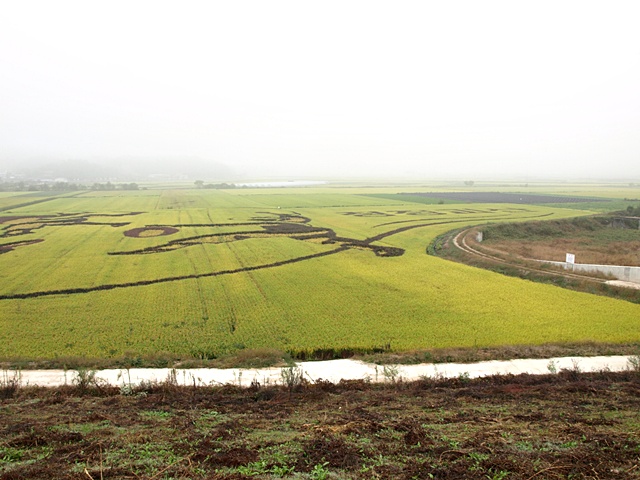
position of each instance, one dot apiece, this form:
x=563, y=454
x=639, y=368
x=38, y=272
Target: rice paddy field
x=204, y=273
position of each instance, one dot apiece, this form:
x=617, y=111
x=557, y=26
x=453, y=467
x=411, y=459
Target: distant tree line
x=62, y=186
x=633, y=211
x=220, y=186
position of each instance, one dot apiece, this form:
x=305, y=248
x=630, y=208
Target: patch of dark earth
x=525, y=427
x=298, y=230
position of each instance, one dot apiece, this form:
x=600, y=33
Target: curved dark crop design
x=285, y=225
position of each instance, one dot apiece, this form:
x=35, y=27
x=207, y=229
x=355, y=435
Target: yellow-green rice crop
x=250, y=282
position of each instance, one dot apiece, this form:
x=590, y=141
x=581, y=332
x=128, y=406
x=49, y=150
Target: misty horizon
x=351, y=90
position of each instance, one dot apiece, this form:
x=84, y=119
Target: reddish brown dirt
x=568, y=425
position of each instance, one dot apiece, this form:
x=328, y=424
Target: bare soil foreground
x=564, y=425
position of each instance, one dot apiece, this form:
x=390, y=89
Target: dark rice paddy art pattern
x=293, y=226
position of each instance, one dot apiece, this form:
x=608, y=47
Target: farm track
x=296, y=227
x=460, y=242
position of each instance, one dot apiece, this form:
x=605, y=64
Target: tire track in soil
x=142, y=283
x=346, y=244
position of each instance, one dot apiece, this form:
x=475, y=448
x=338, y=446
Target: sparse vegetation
x=565, y=425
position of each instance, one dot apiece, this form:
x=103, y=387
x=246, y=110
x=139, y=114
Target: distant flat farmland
x=203, y=273
x=498, y=197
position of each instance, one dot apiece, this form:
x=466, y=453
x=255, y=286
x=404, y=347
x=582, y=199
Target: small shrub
x=10, y=383
x=633, y=363
x=292, y=377
x=85, y=378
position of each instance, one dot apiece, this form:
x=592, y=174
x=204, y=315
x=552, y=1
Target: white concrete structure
x=621, y=272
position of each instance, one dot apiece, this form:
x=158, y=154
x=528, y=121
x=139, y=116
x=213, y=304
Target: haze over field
x=295, y=89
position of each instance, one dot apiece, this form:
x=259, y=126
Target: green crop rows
x=203, y=273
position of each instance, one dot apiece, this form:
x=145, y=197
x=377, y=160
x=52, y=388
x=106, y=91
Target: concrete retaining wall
x=627, y=274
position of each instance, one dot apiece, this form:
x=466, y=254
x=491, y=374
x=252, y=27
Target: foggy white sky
x=430, y=89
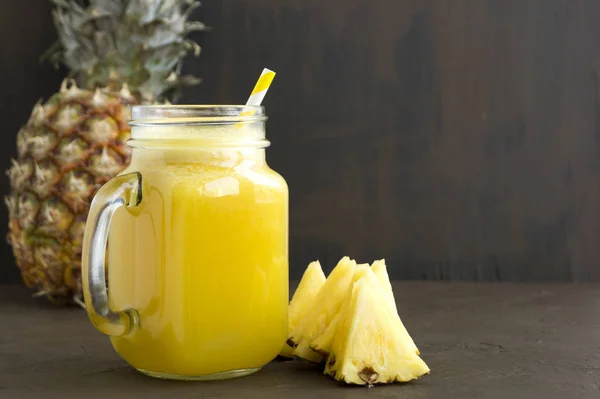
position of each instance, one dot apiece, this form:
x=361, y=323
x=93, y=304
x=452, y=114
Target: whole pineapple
x=120, y=53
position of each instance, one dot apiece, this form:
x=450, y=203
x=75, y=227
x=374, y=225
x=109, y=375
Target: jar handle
x=124, y=190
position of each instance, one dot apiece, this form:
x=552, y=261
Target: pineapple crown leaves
x=140, y=43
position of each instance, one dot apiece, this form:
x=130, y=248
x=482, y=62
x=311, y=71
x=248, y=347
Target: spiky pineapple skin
x=71, y=145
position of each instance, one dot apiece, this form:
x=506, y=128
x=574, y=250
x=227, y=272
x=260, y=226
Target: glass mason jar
x=194, y=236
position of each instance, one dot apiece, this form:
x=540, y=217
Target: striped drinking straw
x=260, y=89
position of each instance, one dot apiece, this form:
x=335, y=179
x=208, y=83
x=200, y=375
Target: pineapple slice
x=369, y=347
x=380, y=270
x=324, y=307
x=322, y=343
x=304, y=296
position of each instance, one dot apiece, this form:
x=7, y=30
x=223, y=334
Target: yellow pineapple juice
x=204, y=258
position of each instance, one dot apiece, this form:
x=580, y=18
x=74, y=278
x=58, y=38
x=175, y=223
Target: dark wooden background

BRIEF |
Print out the entries above word for word from the first line to the line containing "x=328, y=424", both included, omitting the pictures.

EXPECTED ANSWER |
position of each instance, one dot apiece, this form:
x=563, y=454
x=639, y=368
x=38, y=272
Target: rice paddy field
x=204, y=273
position of each instance, one dot apiece, this form:
x=617, y=111
x=557, y=26
x=453, y=467
x=411, y=459
Target: distant tree line
x=62, y=186
x=633, y=211
x=220, y=186
position of each instance, one dot apiece, this form:
x=305, y=248
x=630, y=208
Target: patch of dark earth
x=525, y=427
x=298, y=230
position of each instance, one dot apiece, this form:
x=600, y=33
Target: curved dark crop design
x=285, y=225
position of each instance, one dot apiece, this form:
x=35, y=27
x=207, y=229
x=355, y=435
Target: yellow-green rice crop
x=250, y=282
position of each instance, one dot apiece, this form:
x=590, y=141
x=581, y=332
x=128, y=406
x=49, y=150
Target: misty horizon
x=351, y=90
position of each instance, one dot apiece, this form:
x=84, y=119
Target: reddish brown dirt
x=568, y=425
position of each instance, one dot apiece, this form:
x=328, y=424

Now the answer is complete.